**AIM OF THE EXERCISE**
Find each line in the rows below that contains the string "tomato" and copy those lines out.

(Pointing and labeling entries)
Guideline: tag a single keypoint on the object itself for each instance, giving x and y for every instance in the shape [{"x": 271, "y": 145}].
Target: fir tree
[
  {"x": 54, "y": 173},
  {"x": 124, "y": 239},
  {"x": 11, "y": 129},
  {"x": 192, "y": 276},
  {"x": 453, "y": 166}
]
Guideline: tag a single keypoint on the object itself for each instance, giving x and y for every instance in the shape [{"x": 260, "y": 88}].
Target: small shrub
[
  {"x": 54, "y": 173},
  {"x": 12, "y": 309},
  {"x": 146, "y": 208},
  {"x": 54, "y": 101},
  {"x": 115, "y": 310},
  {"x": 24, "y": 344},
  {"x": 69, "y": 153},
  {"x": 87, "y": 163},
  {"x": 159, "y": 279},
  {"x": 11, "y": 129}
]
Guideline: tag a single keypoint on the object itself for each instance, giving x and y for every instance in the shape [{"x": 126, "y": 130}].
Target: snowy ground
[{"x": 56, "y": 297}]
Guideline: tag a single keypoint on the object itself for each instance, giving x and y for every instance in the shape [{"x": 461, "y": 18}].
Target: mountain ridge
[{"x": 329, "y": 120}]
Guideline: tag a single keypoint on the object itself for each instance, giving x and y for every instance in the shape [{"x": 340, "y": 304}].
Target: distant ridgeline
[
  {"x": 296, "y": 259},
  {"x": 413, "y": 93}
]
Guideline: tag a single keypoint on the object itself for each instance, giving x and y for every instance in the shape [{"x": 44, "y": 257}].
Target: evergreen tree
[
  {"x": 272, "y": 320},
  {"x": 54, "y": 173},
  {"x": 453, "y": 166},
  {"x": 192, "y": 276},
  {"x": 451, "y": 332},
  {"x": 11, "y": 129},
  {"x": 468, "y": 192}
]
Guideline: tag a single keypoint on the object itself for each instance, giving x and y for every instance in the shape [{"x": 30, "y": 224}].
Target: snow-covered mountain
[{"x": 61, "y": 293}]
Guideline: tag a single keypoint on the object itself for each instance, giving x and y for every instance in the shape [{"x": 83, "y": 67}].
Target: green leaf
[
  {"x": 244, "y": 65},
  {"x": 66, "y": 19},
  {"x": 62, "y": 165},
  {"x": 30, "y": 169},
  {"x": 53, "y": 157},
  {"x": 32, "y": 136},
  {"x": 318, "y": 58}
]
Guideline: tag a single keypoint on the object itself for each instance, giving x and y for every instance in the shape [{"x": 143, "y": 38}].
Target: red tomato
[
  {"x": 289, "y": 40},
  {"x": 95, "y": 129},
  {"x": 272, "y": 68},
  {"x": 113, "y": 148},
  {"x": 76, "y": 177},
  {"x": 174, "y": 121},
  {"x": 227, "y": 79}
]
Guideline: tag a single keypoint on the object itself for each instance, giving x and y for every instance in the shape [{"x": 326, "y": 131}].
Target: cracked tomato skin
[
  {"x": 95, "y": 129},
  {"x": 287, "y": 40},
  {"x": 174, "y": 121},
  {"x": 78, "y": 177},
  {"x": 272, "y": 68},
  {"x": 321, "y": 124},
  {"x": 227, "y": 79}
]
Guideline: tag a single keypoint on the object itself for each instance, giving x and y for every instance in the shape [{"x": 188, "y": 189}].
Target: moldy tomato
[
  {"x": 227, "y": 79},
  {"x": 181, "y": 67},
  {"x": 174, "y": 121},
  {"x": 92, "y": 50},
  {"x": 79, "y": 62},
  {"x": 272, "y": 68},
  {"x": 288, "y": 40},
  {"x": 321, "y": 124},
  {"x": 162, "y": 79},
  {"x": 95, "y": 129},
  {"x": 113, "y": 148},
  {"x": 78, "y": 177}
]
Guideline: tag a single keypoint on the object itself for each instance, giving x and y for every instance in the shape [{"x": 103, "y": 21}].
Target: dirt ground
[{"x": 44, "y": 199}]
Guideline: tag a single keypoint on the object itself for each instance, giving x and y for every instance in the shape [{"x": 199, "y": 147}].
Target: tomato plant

**TASK RESULT**
Target: red tomato
Target: cracked tomato skin
Target: moldy tomato
Target: tomato plant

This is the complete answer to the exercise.